■ BRIEF
Each entry below is to be reproduced exactly, though any pictures it holds must be omitted.

■ TASK DATA
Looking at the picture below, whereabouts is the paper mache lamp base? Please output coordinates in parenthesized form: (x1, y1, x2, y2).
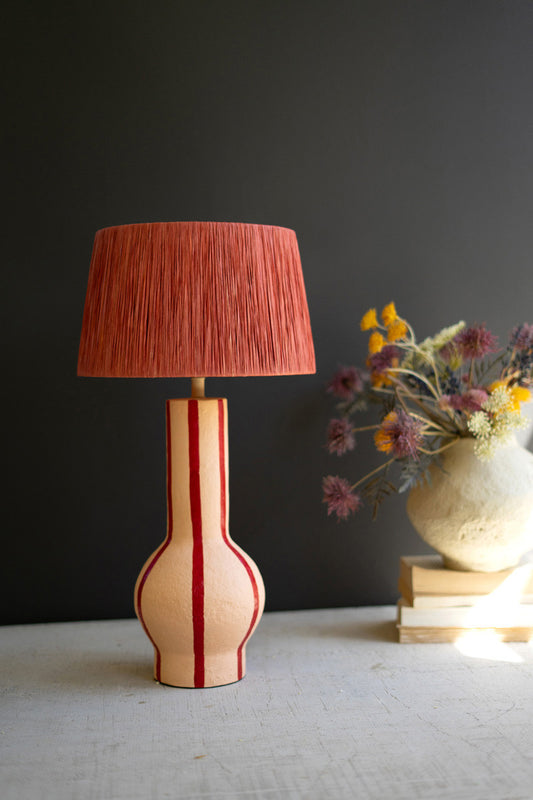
(135, 397, 265, 688)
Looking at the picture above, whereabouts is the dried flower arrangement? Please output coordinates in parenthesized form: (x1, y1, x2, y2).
(323, 302, 533, 521)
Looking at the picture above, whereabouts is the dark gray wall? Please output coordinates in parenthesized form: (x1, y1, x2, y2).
(4, 0, 533, 624)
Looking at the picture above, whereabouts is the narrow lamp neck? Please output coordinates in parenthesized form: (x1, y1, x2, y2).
(191, 378, 206, 398)
(166, 398, 229, 542)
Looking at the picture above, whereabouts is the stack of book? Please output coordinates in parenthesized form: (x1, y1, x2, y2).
(397, 555, 533, 643)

■ REPLY
Looking at the picture below, whereabouts is the paper mache lamp base? Please output coordinates in parenthesized form: (x1, y1, x2, y2).
(135, 397, 265, 688)
Looking at the picture above, whereabouts is the dried flower arrangement? Please output coordinates in parenthesized form: (x1, y1, x2, y2).
(323, 302, 533, 521)
Looking at the picture above, whereabouts is the dark gray wall? Please output coordinates in parenthesized form: (x1, y1, x2, y2).
(4, 0, 533, 624)
Looking at the picture above, whereabouts is the narrow lamp neck? Please output coordinates in parenthesized form: (x1, y1, x2, y2).
(191, 378, 206, 398)
(166, 398, 229, 542)
Looking at the picture above, whereabouts is the stack of book? Please output coordinates in parenthesized form: (x1, y1, x2, y2).
(397, 555, 533, 643)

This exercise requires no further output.